### Problem description
Reproduce the items below word for word, but leave out the pictures.

### Dataset rows
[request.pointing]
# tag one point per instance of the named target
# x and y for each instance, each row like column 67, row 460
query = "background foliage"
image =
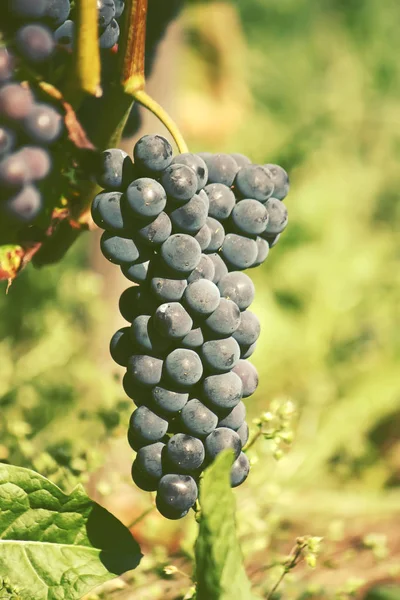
column 314, row 86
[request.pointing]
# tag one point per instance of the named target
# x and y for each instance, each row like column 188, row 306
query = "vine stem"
column 148, row 102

### Response below
[request.pointing]
# tag one point per instance of the named target
# x and y for each instance, each row like column 67, row 460
query = "background foliage"
image =
column 314, row 86
[request.pointing]
# tag one point per instance of the named target
# x and y for each instance, each row like column 188, row 306
query = "vine stem"
column 148, row 102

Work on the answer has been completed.